**Texte source:**
******

“C’est vraiment un rêve qui s’est réalisé”, Pauline Théolissat

Vendredi soir à Monpazier, Pauline Théolissat a remporté le titre de championne de France Amateur Élite Grand Prix, la catégorie reine, au terme d’une magnifique course de 160 km avec Asmine des Pacouli. Dimanche, elle a presque signé un doublé, s’adjugeant la médaille d’argent de l’épreuve Amateur Élite disputée sur 130 km avec C’Pieraz du Vialaret. Rencontre avec cette charmante Marseillaise de vingt-sept ans, qui évoque notamment son parcours équestre et sa complicité avec sa sœur aînée, Mélody, professionnelle de la discipline et indissociable de ses performances… qui répond également à quelques questions!



Vous venez de vivre un week-end incroyable. Vous attendiez-vous à de telles performances, et notamment à ce titre national sur 160 km?

Pauline Théolissat : Non. C’est vraiment un rêve qui s’est réalisé, surtout avec Asmine, ma jument de cœur, que j’ai vue naître. Elle était au meilleur de sa forme, elle a parcouru la dernière boucle de la course 160 km avec une énergie qui m’a surprise. Lorsque j’ai compris que nous rattrapions les concurrents espagnols, je l’ai laissée faire. Je ne pensais pas qu’elle demanderait à avancer à ce point. Je crois qu’elle avait autant envie que moi de cette place! Asmine a été préparée par l’équipe de J’M endurance (la structure d’entraînement de Justin Mourou et Mélody Théolissat, située à Digne-les-Bains, dans les Alpes-de-Haute-Provence, ndlr). Je remercie énormément Mélody pour son travail, et Justin pour la ferrure. C’est cette préparation qui m’a permis de décrocher ce titre.

******

**Les données:**
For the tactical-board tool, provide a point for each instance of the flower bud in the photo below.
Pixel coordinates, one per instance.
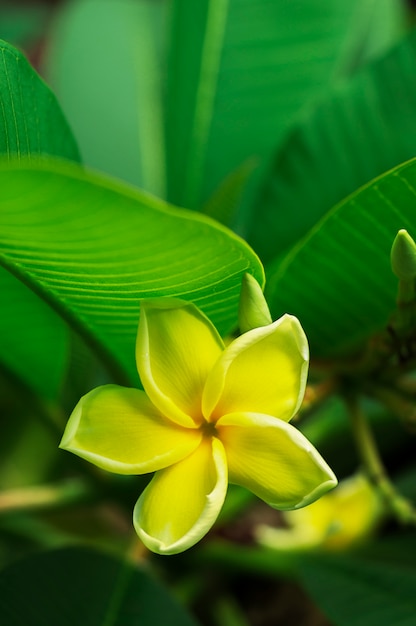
(403, 256)
(253, 311)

******

**Consigne 1:**
Citez le texte source depuis « Vendredi soir à » jusqu'à « à quelques questions! » inclus.
**Consigne 2:**
Dites si chacune de ces affirmations concorde avec le texte source, en répondant par oui ou par non et en citant les mots qui tranchent. (a) Pauline Théolissat a vu naître Asmine. (b) Elle a gagné l'épreuve Amateur Élite sur 130 km. (c) Pauline Théolissat a quarante ans.
Appuyez-vous uniquement sur le texte source.

**Corrigé 1:**
Vendredi soir à Monpazier, Pauline Théolissat a remporté le titre de championne de France Amateur Élite Grand Prix, la catégorie reine, au terme d’une magnifique course de 160 km avec Asmine des Pacouli. Dimanche, elle a presque signé un doublé, s’adjugeant la médaille d’argent de l’épreuve Amateur Élite disputée sur 130 km avec C’Pieraz du Vialaret. Rencontre avec cette charmante Marseillaise de vingt-sept ans, qui évoque notamment son parcours équestre et sa complicité avec sa sœur aînée, Mélody, professionnelle de la discipline et indissociable de ses performances… qui répond également à quelques questions!

**Corrigé 2:**
(a) Oui : « surtout avec Asmine, ma jument de cœur, que j’ai vue naître »
(b) Non : « s’adjugeant la médaille d’argent de l’épreuve Amateur Élite disputée sur 130 km »
(c) Non : « cette charmante Marseillaise de vingt-sept ans »